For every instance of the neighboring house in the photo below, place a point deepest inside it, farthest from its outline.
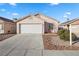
(37, 23)
(7, 25)
(74, 25)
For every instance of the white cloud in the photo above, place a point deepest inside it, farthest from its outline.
(2, 10)
(13, 4)
(15, 14)
(68, 13)
(65, 16)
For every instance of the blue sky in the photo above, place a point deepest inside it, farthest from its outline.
(59, 11)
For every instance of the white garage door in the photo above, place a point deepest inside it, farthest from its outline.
(31, 28)
(75, 28)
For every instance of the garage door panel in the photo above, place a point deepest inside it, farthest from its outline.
(31, 28)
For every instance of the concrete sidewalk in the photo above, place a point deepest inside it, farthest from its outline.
(30, 45)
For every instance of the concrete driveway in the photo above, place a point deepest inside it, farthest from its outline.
(30, 45)
(20, 44)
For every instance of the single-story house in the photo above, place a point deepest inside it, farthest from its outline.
(37, 23)
(74, 25)
(7, 25)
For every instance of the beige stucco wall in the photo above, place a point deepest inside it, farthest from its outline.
(75, 23)
(31, 20)
(9, 27)
(50, 20)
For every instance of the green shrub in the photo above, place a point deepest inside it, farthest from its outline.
(64, 35)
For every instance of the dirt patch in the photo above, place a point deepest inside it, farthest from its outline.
(5, 36)
(49, 45)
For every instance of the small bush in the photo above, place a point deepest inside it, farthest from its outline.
(64, 35)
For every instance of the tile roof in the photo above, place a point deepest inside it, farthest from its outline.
(5, 19)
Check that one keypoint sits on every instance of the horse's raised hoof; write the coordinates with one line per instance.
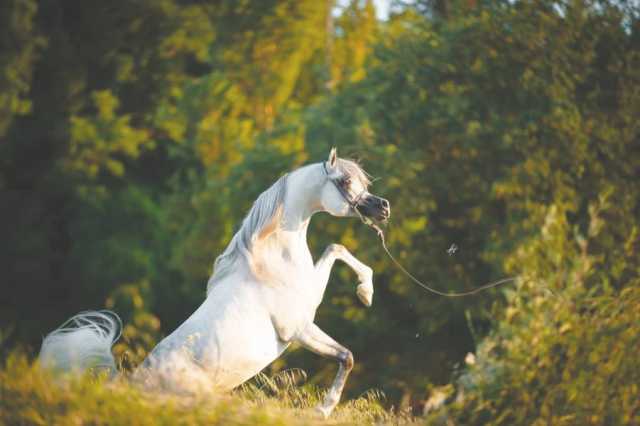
::::
Exercise prompt. Lay out the full listing above as a Markdown table with two columns, Row for the row number and Entry for the line, skipping any blank lines. Leave the pictures out.

Correct answer.
| Row | Entry |
|---|---|
| 1 | For every instance of the neighboring house in the photo below, place a point deepest inside it, farthest from its outline. |
| 2 | (37, 23) |
| 3 | (7, 25) |
| 4 | (74, 25) |
| 5 | For every instance of the white cloud in the photo above, place a point deepest inside it, farthest from its outline. |
| 6 | (2, 10) |
| 7 | (13, 4) |
| 8 | (15, 14) |
| 9 | (68, 13) |
| 10 | (65, 16) |
| 11 | For every instance of the blue sky in the photo above, place a point deepest inside it, farthest from its outline. |
| 12 | (59, 11) |
| 13 | For every instance of the white garage door in the photo above, place a point deepest inside it, farthest from its outline. |
| 14 | (31, 28) |
| 15 | (75, 28) |
| 16 | For every instance of the garage door panel in the photo above, place a point deepest inside it, farthest from its outline. |
| 17 | (31, 28) |
| 18 | For every instance of the concrete sidewalk in the photo above, place a point deepest inside it, farthest from its outline. |
| 19 | (30, 45) |
| 20 | For every instance of the concrete driveway in the photo above, place a point deepest inside it, farthest from its outline. |
| 21 | (30, 45) |
| 22 | (20, 44) |
| 23 | For every instance of the single-story house in the photo above, place a point deepest inside it, farthest from its outline. |
| 24 | (37, 23) |
| 25 | (74, 25) |
| 26 | (7, 25) |
| 27 | For every instance of the beige stucco wall in the photo above, place a point deepest inside it, farthest from its outline. |
| 28 | (75, 23) |
| 29 | (31, 20) |
| 30 | (9, 27) |
| 31 | (50, 20) |
| 32 | For every instance of the green shrub in the photo above, place a point deepest inside it, farthest from its outline. |
| 33 | (64, 35) |
| 34 | For every instance of the dirt patch in the photo above, place a point deepest inside it, farthest from its outline. |
| 35 | (5, 36) |
| 36 | (49, 45) |
| 37 | For every instance of the small bush in the photo above, place a point deepest inside it, farthest from its outline. |
| 38 | (64, 35) |
| 39 | For every instance of the tile roof in the photo above, place a point deepest inside it, farthest from its outline. |
| 40 | (5, 19) |
| 41 | Check that one keypoint sits on every instance of the horse's raised hoof; write the coordinates with one line per instance. |